GIVEN PASSAGE:
Refactor dsv4 decode_sparse_attn; restore a2a3 ring sizes; drop sim from decode_{swa,csa,hca}#393
Conversation
- Inline derived _BLOCKS expressions (SPARSE_ATTN_BLOCKS, ROPE_PACK_SPMD_BLOCKS, A/B K/N/AMAX blocks) at use sites; keep ORI_MAX_BLOCKS / CMP_MAX_BLOCKS pool configs. - Drop one-shot GATHER_TOKEN_TILE constant; use literal 4. - Rename _CHUNK constants to _TILE; collapse the T-conditional B_N_TILE / QUANT_TILE to single fixed values for the current decode shape. - Shorten pl.at / pl.spmd name_hint strings to the bare role (gather_kv, qk_softmax, pv, merge, norm, rope_*, proj_*, quant). - Add outer parens around the ceil-div tile-count expression where it was previously hidden behind a symbol, fixing latent operator precedence (T * H * ((TOPK + TILE - 1) // TILE)). - Move intermediate pl.create_tensor allocations next to the first pl.parallel that consumes them, grouped per stage. - Drop column-aligned signatures and aligned trailing comments. - Trim the module docstring to a single-line summary. - Switch DEFAULT_COMPRESS_RATIO to 0 for the standalone harness. Verified on a2a3 NPU: attn_out PASS (ratio_allclose).
The outer attention loop now uses `pl.parallel(T)` so each iteration processes one token directly, removing the redundant inner `pl.range(ATTN_TOKEN_TILE)` wrapper in the qk_softmax / pv / merge / norm scopes. Validated on a2a3 with the standalone harness.
Move the per-(token, head-tile) softmax scratch (sparse_exp, sparse_blk_mi/li/oi, sparse_mi/li/oi) inside the inner `pl.parallel(0, H, H_TILE)` task and drop the now-redundant T and H factors from their shapes. Each declaration sits right before its first-use `pl.at` scope. Also rename `MATMUL_ROW_PAD` to `H_TILE` to reflect its role as the head-tile size now that it is the row count of the local scratch tensors. `attn_rope_stage` and `o_packed` stay at outer scope because the later rope_slice and proj_a_accum loops consume them across tasks.
…se_attn - Collapse the per-token `merge` and `norm` `pl.at` scopes into a single `merge_norm` scope; the per-token mi/li/oi now stay in-register from the online-softmax recurrence into the sink-norm cast, dropping the `sparse_mi`, `sparse_li`, and `sparse_oi` per-task scratch tensors. - Replace the `pl.slice(..., valid_shape=...)` boilerplate around the QK score scaling with `pl.set_validshape`, which is the canonical way to attach a runtime-valid shape to an existing tile. Validated on a2a3 with the standalone harness.

WORK TO DO:
(A) From the pull request description, list the bare role names that the pl.at / pl.spmd name_hint strings were shortened to.
(B) Please extend the pull request description, picking up right after its final sentence.

MATERIAL:
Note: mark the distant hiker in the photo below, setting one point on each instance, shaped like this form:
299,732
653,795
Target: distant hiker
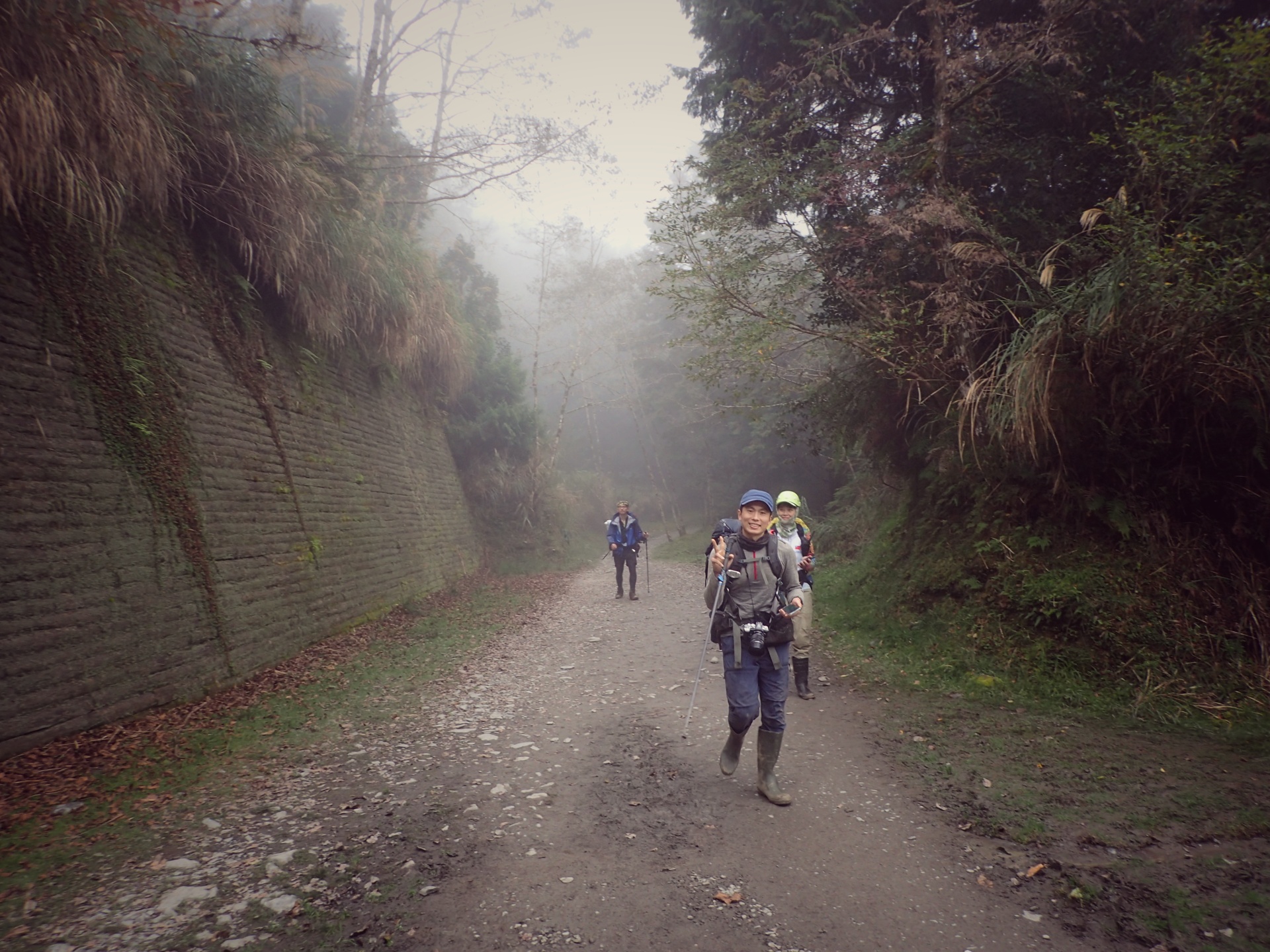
790,528
753,633
624,539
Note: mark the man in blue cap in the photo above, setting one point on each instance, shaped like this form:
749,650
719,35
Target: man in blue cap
753,630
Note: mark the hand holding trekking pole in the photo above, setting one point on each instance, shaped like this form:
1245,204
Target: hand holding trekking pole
716,565
648,565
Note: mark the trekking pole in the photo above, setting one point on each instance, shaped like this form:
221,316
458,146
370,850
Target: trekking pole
701,664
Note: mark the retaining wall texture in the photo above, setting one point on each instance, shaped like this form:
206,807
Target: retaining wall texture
102,615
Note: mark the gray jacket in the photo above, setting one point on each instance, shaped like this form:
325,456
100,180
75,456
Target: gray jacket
756,588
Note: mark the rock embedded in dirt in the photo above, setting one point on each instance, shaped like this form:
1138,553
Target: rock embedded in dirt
173,899
282,904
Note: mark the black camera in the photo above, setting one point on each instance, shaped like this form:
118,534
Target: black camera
756,636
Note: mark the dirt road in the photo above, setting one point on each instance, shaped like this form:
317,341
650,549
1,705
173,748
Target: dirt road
548,797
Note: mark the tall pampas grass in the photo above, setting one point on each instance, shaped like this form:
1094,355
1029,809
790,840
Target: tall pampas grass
110,108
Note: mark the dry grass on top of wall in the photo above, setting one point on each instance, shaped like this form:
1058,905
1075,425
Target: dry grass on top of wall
108,108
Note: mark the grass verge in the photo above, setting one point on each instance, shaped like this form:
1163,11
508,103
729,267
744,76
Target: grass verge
1152,818
112,782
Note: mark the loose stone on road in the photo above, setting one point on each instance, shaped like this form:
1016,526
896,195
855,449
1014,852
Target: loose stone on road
545,796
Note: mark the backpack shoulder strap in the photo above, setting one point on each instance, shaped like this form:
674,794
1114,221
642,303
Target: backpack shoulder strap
774,557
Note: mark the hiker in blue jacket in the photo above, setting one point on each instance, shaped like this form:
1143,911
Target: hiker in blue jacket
624,539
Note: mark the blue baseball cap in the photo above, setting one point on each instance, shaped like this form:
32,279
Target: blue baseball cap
757,495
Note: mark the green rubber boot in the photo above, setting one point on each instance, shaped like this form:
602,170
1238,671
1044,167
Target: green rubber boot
769,753
730,756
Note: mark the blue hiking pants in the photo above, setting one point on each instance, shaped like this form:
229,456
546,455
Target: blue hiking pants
756,687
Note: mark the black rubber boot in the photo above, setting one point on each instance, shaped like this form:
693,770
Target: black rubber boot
769,753
800,677
730,754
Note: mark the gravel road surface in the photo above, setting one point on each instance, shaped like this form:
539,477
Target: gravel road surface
546,796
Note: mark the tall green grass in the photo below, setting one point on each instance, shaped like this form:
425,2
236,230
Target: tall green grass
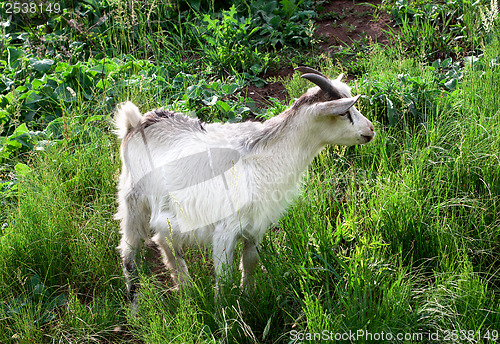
400,236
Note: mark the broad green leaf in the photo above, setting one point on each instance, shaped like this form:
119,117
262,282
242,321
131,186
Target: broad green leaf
41,66
13,56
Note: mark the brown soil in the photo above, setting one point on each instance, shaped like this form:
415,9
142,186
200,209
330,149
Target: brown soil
341,23
346,21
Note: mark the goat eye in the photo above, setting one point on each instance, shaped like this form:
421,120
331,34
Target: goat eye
349,117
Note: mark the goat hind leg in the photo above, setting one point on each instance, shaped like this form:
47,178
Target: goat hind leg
248,264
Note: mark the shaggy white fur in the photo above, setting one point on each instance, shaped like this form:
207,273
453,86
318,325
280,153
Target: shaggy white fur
184,182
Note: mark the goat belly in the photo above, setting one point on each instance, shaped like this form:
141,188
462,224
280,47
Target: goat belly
206,188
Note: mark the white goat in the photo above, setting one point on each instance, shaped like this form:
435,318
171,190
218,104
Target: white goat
186,182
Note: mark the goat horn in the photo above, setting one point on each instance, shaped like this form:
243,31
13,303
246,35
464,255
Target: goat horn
305,70
323,83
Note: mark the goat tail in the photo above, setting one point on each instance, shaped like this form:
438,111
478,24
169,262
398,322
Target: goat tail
127,117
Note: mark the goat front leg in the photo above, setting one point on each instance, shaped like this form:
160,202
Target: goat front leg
175,263
248,264
223,251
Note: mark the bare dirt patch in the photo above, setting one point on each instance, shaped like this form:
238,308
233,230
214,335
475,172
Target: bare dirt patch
340,24
346,21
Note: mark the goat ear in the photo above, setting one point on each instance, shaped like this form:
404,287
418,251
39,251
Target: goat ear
336,107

SOLVED TASKS:
(A) gather_kv, qk_softmax, pv, merge, norm, rope_*, proj_*, quant

(B)
- Replace every `pl.slice` / `pl.assemble` with the `dst[r:r+H, c:c+W]` subscript sugar; the single `pl.slice(..., valid_shape=...)` becomes `pl.set_validshape` on the subscript-sliced source. - Shorten the verbose per-scope prefixes (`gather_` -> `g_`, `merge_` -> `m_`, `norm_` -> `n_`, `rope_slice_` -> `rs_`, `rope_apply_` -> `ra_`, `rope_pack_/rope_combine_` -> `rp_`) and the common verbose suffixes (`_window_valid` -> `_win_v`, `_cmp_topk_valid` -> `_tk_v`, `_seq_final/used` -> `_seq_end/len`, `_sparse_kv_base` -> `_kv_base`, `_block_row` -> `_row`, `_tile_start` -> `_s0`, `_tile_valid` -> `_s_v`). Prefixes stay distinct per scope to keep `@pl.jit.inline` SSA-safe. - Inline `o_proj_even`/`o_proj_odd` style multi-line ops onto one line where they fit, and break only by `pl` operator when they don't, per the project's coding style. The orphan multi-line `pl.cast(...)` in `proj_a_store` and `quant` is also collapsed. Validated on a2a3 with the standalone harness.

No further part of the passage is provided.